-- Start MATERIAL SHOWN --

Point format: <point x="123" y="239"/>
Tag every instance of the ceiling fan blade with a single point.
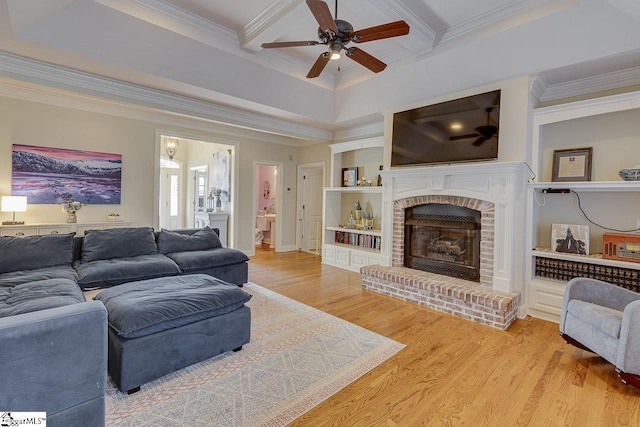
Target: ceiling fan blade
<point x="319" y="65"/>
<point x="366" y="60"/>
<point x="289" y="44"/>
<point x="479" y="141"/>
<point x="322" y="14"/>
<point x="467" y="136"/>
<point x="384" y="31"/>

-- End MATERIAL SHOWN --

*SHORT TASK*
Please rewrite every line of the records above, raising each x and y coordinate in the answer points by 110 while leaving all other lines unchanged. Omit the pictures.

*WRITTEN ANSWER*
Point format: <point x="123" y="239"/>
Tag every instance of the ceiling fan blade with a single point.
Target: ceiling fan blade
<point x="429" y="175"/>
<point x="476" y="170"/>
<point x="399" y="154"/>
<point x="589" y="251"/>
<point x="432" y="124"/>
<point x="577" y="246"/>
<point x="494" y="141"/>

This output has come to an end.